> [PROBLEM REQUIREMENTS] Please reproduce the passage of the post on academic writing between "Most academic writing" and "the academic population.", inclusive, with "boring" changed to "dull".

> [EXCERPT PROVIDED]
——————

Wednesday, July 19, 2017

Begging the Question

Most academic writing is boring, jargon-infested and not for the faint-hearted. This is in addition to the forbiddingly esoteric subject matter on which academics usually expound. One reason for the state of affairs could be that it's hard enough to infuse heavily technical writing with lean clarity, let alone an arresting style; and that writers who combine domain expertise with elegant writing are few among the academic population.

It's easy however to complain too much. After all, not everyone is expected to understand a paper in mathematics or physics and in fact, it's hard to find even top professionals in a field who are able to follow cutting edge work in far away areas. For example, it's hard to find (or indeed to expect to find) a topologist who'll understand contemporary developments in logic; or those in fluid mechanics to know much about string theory. Hence even for the most astute and interested reader, there is an iron wall of incomprehensibility that is sometimes breachable only by great works of pop science.

——————

> [DATA SUPPLIED]
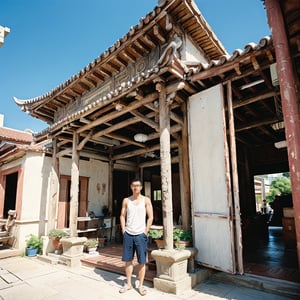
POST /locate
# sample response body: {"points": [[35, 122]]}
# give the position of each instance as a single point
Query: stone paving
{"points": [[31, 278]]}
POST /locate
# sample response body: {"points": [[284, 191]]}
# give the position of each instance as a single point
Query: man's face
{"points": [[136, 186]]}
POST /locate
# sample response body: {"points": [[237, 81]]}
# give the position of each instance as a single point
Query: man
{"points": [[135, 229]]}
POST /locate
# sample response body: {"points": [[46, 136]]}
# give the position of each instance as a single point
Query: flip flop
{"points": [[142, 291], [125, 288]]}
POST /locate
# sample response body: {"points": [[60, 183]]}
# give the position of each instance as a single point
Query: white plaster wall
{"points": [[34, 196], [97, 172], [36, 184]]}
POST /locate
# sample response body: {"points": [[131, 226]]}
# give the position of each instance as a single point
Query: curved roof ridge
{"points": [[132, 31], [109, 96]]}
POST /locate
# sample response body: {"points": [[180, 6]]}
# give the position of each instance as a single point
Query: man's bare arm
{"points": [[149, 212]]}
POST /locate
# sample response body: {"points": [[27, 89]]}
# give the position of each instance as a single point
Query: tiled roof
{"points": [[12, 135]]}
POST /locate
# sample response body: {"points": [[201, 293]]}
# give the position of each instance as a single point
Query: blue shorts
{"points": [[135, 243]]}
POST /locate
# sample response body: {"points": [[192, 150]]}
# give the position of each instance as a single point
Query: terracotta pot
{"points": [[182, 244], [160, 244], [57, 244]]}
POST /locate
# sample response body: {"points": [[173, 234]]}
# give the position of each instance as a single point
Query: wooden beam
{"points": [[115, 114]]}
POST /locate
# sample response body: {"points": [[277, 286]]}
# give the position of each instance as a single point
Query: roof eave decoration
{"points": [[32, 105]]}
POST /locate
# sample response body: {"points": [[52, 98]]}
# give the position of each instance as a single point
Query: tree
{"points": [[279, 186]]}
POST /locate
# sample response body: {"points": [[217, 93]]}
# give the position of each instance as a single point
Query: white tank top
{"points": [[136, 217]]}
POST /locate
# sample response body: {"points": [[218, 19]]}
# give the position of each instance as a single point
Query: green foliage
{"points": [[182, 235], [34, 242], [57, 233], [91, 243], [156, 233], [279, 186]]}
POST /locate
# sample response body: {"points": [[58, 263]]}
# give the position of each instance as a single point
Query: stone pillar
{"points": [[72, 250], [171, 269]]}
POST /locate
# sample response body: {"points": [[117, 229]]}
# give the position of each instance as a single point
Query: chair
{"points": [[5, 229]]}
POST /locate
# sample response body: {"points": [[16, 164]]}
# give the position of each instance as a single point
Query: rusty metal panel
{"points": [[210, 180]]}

——————

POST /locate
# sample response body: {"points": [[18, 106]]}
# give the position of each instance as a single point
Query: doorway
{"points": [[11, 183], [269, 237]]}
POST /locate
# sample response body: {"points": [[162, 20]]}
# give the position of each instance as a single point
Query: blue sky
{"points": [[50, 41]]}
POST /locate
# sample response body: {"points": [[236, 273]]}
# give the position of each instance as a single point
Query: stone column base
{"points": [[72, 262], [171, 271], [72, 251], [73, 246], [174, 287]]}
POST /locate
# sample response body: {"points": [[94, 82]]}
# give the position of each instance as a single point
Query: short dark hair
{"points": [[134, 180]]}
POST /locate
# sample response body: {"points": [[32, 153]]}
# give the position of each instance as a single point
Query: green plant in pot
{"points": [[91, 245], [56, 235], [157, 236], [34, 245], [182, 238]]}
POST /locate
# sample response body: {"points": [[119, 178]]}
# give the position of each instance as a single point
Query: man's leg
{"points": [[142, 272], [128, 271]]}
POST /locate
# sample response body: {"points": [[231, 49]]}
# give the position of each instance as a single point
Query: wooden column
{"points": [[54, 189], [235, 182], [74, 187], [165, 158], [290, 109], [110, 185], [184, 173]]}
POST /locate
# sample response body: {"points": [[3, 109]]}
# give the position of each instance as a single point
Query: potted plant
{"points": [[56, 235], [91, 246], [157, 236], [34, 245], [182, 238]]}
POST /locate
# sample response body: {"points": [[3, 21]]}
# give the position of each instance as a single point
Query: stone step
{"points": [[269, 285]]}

——————

> [OUTPUT FOR THIS TASK]
Most academic writing is dull, jargon-infested and not for the faint-hearted. This is in addition to the forbiddingly esoteric subject matter on which academics usually expound. One reason for the state of affairs could be that it's hard enough to infuse heavily technical writing with lean clarity, let alone an arresting style; and that writers who combine domain expertise with elegant writing are few among the academic population.